I know the Sun is orbiting around the Milky Way, but how strong is the attractive force between them (e.g. what is the order of magnitude in terms of newtons)?


1 Answer 1


Galactic orbits are not Keplerian: There is not a single massive centre, whose gravity attracts the sun, rather the whole disc, and dark matter halo which surrounds the galaxy. We can't use the inverse square law to calculate the force of gravity without knowing the distribution of mass in the galaxy.

Nevertheless, the Sun's orbit is roughly circular, so we can use kinematics to get some idea of the forces involved: For circular motion $a=\frac{v^2}{r}$. The velocity of the sun is about 225000 m/s, and we are at a radius of about 2.5e20 m from the centre. The formula above gives a very small centripetal acceleration of 2e-10 m/s²

However the sun is quite massive, 2e30 kg, so using $F=ma$, the force on the sun is of the order 4e20 N. This is about 0.01 of the force acting on the Earth by the Sun. (3.6e22 N)

### Supplied material

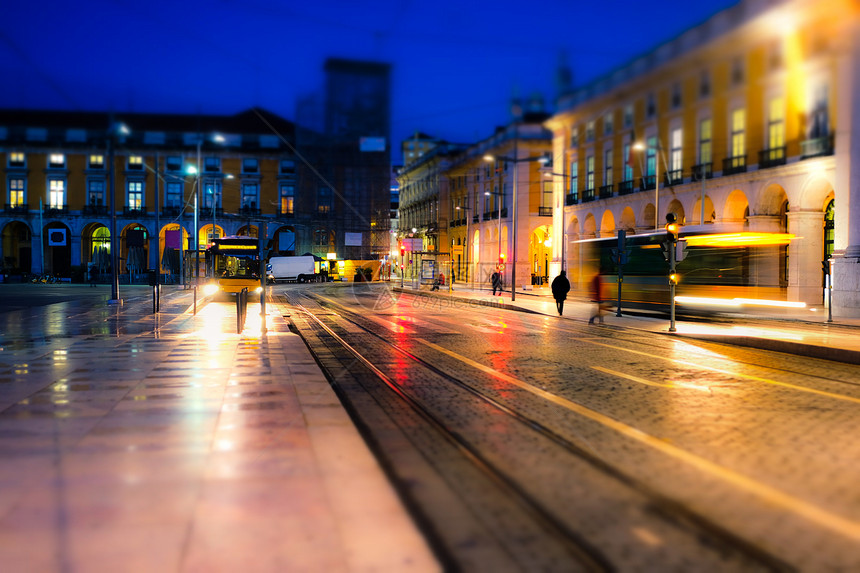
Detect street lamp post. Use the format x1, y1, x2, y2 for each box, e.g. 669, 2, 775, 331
454, 205, 474, 289
107, 123, 129, 305
484, 150, 549, 302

### The request
Reproduce verbatim the portion of the forum thread on the Sun's orbit around the Milky Way that opens with the words containing "Nevertheless, the Sun's" and closes with "Sun. (3.6e22 N)".

### Reply to the exercise
Nevertheless, the Sun's orbit is roughly circular, so we can use kinematics to get some idea of the forces involved: For circular motion $a=\frac{v^2}{r}$. The velocity of the sun is about 225000 m/s, and we are at a radius of about 2.5e20 m from the centre. The formula above gives a very small centripetal acceleration of 2e-10 m/s²

However the sun is quite massive, 2e30 kg, so using $F=ma$, the force on the sun is of the order 4e20 N. This is about 0.01 of the force acting on the Earth by the Sun. (3.6e22 N)